# Roper pictures!



## naturalfeddogs

Four weeks old I think in these..


----------



## naturalfeddogs

And here is the latest, at 5 weeks...







It looks like she will have at least one blue eye, but I can't tell about the other yet.


----------



## Celt

She's just too cute.


----------



## naturalfeddogs

Thanks, we get her next Saturday.


----------



## Celt

You must be so excited. I hope she's everything you've waited for.


----------



## naturalfeddogs

Updated pictures now that she's home


----------



## Herzo

OK so very late to this but congrats on the new pup. Sorry about Lucky. When did you lose her? It's been so long since I have been on.

Roper is so cute.


----------



## naturalfeddogs

Thanks, we lost her about two months ago or so now. It still seems strange sometimes without her.

And thanks on Roper! She's 16 weeks now and WILD! She's totally different from any of the others ever were as puppies.


----------



## gemma23426

naturalfeddogs said:


> And here is the latest, at 5 weeks...
> View attachment 13409
> 
> It looks like she will have at least one blue eye, but I can't tell about the other yet.


Much cuter. Love this for this puppy <3


----------



## 34153

The brown male cockapoo is a corporate wellness office dog for 4-1/2 years now. The multicolor cockapoo is the litter mate sister stay-at-home.


----------



## naturalfeddogs

PooDaddy said:


> View attachment 13681
> View attachment 13689
> 
> The brown male cockapoo is a corporate wellness office dog for 4-1/2 years now. The multicolor cockapoo is the litter mate sister stay-at-home.


Really cute, but make a new thread for your dog pictures, and tell us some more about them.


----------



## petguides.co

34153 said:


> View attachment 13681
> View attachment 13689
> 
> The brown male cockapoo is a corporate wellness office dog for 4-1/2 years now. The multicolor cockapoo is the litter mate sister stay-at-home.


cute


----------

## Dataset excerpts
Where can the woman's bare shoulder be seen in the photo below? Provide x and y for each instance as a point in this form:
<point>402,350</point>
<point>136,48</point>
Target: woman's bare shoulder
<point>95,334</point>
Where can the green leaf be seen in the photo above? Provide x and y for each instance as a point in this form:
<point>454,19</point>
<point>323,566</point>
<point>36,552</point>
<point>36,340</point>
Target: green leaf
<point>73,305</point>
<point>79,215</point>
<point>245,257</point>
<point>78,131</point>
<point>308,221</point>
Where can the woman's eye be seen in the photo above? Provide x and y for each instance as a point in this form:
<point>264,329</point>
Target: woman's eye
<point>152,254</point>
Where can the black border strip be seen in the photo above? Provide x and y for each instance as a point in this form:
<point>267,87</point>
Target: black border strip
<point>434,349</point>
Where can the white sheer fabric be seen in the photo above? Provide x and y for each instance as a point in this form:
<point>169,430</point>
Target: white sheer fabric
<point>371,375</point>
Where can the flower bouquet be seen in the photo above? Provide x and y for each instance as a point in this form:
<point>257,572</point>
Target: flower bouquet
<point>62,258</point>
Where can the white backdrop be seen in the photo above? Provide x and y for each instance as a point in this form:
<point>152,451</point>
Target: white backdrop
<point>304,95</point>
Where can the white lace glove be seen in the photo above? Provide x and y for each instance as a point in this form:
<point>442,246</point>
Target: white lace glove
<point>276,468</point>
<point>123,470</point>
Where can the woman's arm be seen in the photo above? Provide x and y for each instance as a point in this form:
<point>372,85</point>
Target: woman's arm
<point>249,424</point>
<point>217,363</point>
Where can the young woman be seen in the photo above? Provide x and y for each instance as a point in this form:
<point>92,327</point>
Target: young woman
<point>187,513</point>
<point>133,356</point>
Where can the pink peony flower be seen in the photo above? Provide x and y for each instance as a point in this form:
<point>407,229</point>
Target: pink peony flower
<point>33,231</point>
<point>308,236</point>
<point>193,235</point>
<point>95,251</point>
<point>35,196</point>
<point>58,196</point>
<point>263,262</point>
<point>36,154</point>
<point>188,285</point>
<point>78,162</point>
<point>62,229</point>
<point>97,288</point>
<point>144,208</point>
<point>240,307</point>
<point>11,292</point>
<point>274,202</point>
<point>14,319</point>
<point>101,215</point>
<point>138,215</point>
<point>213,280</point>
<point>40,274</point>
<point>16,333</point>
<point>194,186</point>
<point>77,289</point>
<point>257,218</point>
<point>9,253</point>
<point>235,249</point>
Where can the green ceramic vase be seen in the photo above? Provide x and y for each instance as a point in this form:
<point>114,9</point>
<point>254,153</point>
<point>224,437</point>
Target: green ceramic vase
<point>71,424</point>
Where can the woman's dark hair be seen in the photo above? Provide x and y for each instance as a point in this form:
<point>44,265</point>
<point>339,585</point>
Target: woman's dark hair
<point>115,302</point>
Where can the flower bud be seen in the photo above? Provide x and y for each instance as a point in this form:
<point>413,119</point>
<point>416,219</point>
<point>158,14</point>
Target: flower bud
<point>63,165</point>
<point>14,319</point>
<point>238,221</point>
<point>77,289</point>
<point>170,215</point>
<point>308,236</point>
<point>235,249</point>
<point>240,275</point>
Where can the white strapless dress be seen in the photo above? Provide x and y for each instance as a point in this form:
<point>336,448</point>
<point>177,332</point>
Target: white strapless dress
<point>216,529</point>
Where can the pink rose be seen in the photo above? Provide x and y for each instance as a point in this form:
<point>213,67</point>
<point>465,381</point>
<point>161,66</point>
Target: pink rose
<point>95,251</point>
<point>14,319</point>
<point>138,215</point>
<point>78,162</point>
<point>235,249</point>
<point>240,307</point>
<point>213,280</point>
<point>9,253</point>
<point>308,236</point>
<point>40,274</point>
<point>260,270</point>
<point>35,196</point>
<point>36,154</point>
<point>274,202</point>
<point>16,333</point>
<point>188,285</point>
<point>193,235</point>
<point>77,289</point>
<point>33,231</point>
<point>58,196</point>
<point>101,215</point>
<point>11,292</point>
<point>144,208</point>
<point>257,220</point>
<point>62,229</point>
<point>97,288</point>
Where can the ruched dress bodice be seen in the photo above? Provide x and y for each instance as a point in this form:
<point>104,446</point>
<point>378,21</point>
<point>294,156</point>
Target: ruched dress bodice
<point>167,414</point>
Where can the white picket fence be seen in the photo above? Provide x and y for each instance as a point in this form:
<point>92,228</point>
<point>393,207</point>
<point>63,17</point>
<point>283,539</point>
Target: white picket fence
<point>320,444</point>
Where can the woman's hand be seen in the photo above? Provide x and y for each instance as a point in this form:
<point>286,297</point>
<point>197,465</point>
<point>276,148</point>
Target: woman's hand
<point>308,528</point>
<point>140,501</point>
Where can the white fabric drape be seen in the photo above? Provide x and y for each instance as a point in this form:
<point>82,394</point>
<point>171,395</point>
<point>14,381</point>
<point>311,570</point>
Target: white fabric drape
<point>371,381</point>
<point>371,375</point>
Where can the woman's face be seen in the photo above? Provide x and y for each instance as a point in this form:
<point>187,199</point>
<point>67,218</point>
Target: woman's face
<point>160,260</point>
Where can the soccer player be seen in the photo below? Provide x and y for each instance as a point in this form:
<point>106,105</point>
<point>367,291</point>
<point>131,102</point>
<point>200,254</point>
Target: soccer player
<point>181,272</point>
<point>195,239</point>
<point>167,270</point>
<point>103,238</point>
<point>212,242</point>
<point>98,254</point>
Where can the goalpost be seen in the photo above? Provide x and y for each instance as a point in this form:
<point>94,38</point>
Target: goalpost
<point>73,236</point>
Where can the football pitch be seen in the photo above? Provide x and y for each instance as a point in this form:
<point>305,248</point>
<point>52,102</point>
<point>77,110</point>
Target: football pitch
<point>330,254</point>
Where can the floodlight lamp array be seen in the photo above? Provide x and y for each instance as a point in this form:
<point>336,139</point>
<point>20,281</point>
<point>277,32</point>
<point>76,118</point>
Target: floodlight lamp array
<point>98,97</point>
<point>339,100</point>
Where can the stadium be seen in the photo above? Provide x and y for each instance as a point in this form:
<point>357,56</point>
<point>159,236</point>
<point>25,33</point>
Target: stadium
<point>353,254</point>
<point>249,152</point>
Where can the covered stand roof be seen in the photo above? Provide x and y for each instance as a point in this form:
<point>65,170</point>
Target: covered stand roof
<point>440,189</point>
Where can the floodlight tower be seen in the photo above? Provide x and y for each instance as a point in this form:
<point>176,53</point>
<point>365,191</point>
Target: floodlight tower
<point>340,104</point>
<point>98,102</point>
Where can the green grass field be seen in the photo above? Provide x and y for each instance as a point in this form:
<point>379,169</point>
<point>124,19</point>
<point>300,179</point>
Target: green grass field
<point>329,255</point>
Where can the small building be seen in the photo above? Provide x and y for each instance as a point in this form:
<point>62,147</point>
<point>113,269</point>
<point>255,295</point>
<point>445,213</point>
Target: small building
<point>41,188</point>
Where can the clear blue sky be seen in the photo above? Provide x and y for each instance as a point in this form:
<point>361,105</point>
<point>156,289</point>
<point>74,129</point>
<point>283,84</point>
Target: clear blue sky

## Challenges
1. Copy everything in the Roper thread from "Updated pictures now" down to "is so cute.", word for word.
2. Write out, unchanged, everything in the records from the line containing "Where can the flower bud" down to the line containing "<point>320,444</point>", both of those lines included, and nothing more.
The Roper thread has no connection to the records.

## Outputs for the tasks
1.
Updated pictures now that she's home


----------



## Herzo

OK so very late to this but congrats on the new pup. Sorry about Lucky. When did you lose her? It's been so long since I have been on.

Roper is so cute.

2.
Where can the flower bud be seen in the photo above? Provide x and y for each instance as a point in this form:
<point>413,119</point>
<point>416,219</point>
<point>158,14</point>
Target: flower bud
<point>63,165</point>
<point>14,319</point>
<point>238,221</point>
<point>77,289</point>
<point>170,215</point>
<point>308,236</point>
<point>235,249</point>
<point>240,275</point>
Where can the white strapless dress be seen in the photo above? Provide x and y for each instance as a point in this form:
<point>336,448</point>
<point>177,332</point>
Target: white strapless dress
<point>216,529</point>
Where can the pink rose be seen in the photo above? Provide x and y for each instance as a point in this form:
<point>213,67</point>
<point>465,381</point>
<point>161,66</point>
Target: pink rose
<point>95,251</point>
<point>14,319</point>
<point>138,215</point>
<point>78,162</point>
<point>235,249</point>
<point>240,307</point>
<point>213,280</point>
<point>9,253</point>
<point>308,236</point>
<point>40,274</point>
<point>260,270</point>
<point>35,196</point>
<point>36,154</point>
<point>274,202</point>
<point>16,333</point>
<point>188,285</point>
<point>193,235</point>
<point>77,289</point>
<point>33,231</point>
<point>58,196</point>
<point>101,215</point>
<point>11,292</point>
<point>144,208</point>
<point>257,220</point>
<point>62,229</point>
<point>97,288</point>
Where can the ruched dress bodice be seen in the photo above? Provide x and y for each instance as a point in this form:
<point>104,446</point>
<point>378,21</point>
<point>294,156</point>
Target: ruched dress bodice
<point>167,414</point>
Where can the white picket fence be seen in the photo above? Provide x and y for each instance as a point in this form:
<point>92,228</point>
<point>393,207</point>
<point>63,17</point>
<point>283,539</point>
Target: white picket fence
<point>320,444</point>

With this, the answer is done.